+++ Text block

Accessibility isn't a checkbox, it's a better website
Since the European Accessibility Act, accessibility is a legal requirement. The widget that promises to fix it in one click actually makes it worse. The real reason to do it well: an accessible site works better for everyone, and gets found better.
Anyone who has a website built knows the list. Accessibility sits at the bottom, as a technical requirement still to be ticked off: WCAG level AA, colour contrast, alt texts. Done. Or, quicker still: a widget goes on that promises to make the site accessible in one click. Both miss the same point. Accessibility isn't a layer you put over the top, it's how you build the site. And that is exactly where a better website is there for the taking.
The law is the trigger, not the argument
Public bodies have had to be accessible for years. Since 28 June 2025, that also applies, via the European Accessibility Act, to private companies serving consumers in the EU: web shops, banks, telecoms, transport. New services must comply immediately, while services that already existed have a transition period until 28 June 2030. The standard is WCAG 2.1 level AA, set out in the European standard EN 301 549. Only micro-enterprises (fewer than ten people and under two million in turnover) fall outside it; the fines vary by country and run into the hundreds of thousands of euros.

++++++

▶ [Aim of the task] According to the accessibility article, until what date do services that already existed have a transition period? Rely on the accessibility article alone for your answer.

+++ Entries shown

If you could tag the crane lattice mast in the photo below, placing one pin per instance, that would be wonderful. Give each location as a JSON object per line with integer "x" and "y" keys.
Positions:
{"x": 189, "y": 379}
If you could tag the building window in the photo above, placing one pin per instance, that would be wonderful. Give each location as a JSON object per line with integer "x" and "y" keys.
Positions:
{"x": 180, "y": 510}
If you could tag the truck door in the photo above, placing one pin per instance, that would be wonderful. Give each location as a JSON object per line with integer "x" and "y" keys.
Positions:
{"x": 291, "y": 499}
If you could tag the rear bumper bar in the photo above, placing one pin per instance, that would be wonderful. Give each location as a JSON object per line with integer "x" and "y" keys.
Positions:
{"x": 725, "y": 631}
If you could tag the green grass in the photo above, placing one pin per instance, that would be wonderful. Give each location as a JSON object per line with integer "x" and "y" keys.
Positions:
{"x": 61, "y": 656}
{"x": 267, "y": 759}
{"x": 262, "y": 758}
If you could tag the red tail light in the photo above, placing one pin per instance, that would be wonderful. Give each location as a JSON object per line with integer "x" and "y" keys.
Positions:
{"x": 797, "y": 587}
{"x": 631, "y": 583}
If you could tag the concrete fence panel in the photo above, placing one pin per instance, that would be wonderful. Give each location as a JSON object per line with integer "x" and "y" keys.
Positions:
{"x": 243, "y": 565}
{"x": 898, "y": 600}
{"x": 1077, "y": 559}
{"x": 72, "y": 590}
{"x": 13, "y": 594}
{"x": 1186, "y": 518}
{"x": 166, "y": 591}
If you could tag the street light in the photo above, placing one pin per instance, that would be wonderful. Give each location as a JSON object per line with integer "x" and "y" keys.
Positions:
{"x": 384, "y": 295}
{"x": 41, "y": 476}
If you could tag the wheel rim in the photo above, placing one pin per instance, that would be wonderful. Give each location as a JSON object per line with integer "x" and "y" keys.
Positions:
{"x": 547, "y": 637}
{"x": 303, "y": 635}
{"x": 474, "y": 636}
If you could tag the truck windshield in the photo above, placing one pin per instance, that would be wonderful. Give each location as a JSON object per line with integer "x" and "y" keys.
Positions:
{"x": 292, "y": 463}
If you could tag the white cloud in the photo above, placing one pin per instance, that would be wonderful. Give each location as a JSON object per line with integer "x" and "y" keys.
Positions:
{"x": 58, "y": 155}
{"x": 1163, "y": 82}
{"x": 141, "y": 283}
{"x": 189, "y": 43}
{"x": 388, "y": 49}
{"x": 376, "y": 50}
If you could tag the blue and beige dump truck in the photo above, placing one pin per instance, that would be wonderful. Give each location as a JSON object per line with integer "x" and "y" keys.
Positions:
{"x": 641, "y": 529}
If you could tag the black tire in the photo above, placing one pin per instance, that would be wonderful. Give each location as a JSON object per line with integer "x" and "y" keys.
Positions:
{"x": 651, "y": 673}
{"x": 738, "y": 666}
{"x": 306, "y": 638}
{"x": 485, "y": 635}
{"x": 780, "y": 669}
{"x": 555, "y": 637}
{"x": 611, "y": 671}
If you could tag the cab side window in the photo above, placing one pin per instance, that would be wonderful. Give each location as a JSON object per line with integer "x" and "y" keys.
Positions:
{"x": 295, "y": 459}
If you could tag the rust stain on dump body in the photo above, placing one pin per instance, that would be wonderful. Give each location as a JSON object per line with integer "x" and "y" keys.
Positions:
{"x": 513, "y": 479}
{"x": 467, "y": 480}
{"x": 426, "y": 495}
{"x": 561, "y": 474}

++++++

▶ [Reply] 28 June 2030.